Sunday, July 5, 2009

the weird turn pro

A couple of months ago I finally let my Wall Street Journal subscription lapse. I had subscribed for 34 years, since I was a sophomore in college. But it had become increasingly redundant. The New York Times has significantly upgraded its business section over the years (David Leonhardt is a favorite), while Murdoch has been trying to morph the Journal into more of a direct competitor to the Times. For business and financial news, I find myself these days reading Bloomberg and the FT online along with a dozen or so financial blogs. But ultimately it boiled down to the fact that I couldn’t stand providing financial support to Murdoch’s right-wing media empire. It was like cutting a check to FOX News.

So I was feeling much better last week when I read this brief post on Paul Krugman’s blog (“
Secrets of the WSJ”):
This morning’s Wall Street Journal opinion section contains a lot of what one expects to see. There’s an opinion piece making a big fuss over the fake scandal at the EPA. There’s an editorial claiming that the latest job figures prove the failure of Obama’s economic plan — something I dealt with in the Times. All of this follows on yesterday’s editorial asserting that the Minnesota senatorial election was stolen.

All of this is par for the course; the WSJ editorial page has been like this for 35 years.

Nonetheless, it got me wondering: what do these people really believe? I mean, they’re not stupid — life would be a lot easier if they were. So they know they’re not telling the truth. But they obviously believe that their dishonesty serves a higher truth — one that is, in effect, told only to Inner Party members, while the Outer Party makes do with prolefeed.

The question is, what is that higher truth? What do these people really believe in?


He makes an interesting point. Certainly the editorial board of the WSJ doesn’t believe all the stuff they write. For one thing, so much of it is contradictory (e.g., deficits don’t matter during Reagan and Bush administrations but threaten the Republic during Clinton and Obama administrations). In the past they at least made an effort to sound credible and maintain a certain consistency if not necessarily from year to year at least from month to month. But increasingly they seem to think their readers don’t have a memory that goes out beyond a week or so (or, perhaps, are so blinded by ideology and partisanship they don’t care).
■ ■ ■ ■
» Your objective:
Answer these questions from the blog post about the Wall Street Journal:
1. For how many years had the writer subscribed to the Journal?
2. In the passage quoted from Paul Krugman's blog, for how many years does he say the WSJ editorial page has been like this?
3. What example does the writer give of the editorial board contradicting itself?
■ ■ ■ ■
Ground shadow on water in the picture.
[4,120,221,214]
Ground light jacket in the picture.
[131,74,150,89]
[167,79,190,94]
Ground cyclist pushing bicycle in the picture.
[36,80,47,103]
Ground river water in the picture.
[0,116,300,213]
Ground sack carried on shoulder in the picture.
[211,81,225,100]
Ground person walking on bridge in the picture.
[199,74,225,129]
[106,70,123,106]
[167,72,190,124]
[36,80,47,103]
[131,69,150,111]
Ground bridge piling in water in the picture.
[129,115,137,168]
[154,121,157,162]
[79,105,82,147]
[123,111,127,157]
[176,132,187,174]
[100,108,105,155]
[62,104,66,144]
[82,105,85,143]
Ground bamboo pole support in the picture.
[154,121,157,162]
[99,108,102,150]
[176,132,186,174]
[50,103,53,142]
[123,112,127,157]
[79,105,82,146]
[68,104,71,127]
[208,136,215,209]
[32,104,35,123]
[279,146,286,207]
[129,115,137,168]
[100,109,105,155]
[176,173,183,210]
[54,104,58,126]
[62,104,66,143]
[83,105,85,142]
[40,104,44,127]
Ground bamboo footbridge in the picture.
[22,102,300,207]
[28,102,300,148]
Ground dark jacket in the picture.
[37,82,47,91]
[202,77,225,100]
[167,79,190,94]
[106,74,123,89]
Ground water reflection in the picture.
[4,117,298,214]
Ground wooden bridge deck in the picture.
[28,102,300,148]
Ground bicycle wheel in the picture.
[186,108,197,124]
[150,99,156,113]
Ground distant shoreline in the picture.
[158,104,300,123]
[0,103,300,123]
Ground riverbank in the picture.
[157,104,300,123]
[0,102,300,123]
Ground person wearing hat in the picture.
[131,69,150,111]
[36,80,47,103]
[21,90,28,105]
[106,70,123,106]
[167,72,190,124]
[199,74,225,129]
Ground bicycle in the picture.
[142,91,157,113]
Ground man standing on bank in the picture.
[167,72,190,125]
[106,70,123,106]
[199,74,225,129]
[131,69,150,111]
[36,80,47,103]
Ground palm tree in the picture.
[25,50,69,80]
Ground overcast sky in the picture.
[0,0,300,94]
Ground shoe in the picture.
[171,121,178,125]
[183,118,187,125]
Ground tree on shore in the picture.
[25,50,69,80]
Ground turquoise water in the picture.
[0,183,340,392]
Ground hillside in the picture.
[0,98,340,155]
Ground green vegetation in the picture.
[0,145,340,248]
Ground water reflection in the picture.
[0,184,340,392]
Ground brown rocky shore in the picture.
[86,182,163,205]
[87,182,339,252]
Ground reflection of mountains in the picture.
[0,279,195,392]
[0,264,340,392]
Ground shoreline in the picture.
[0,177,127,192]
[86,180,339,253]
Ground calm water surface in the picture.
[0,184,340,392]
■ ■ ■ ■
» Written answer:
1. 34 years.
2. 35 years.
3. Deficits don't matter during the Reagan and Bush administrations but threaten the Republic during the Clinton and Obama administrations.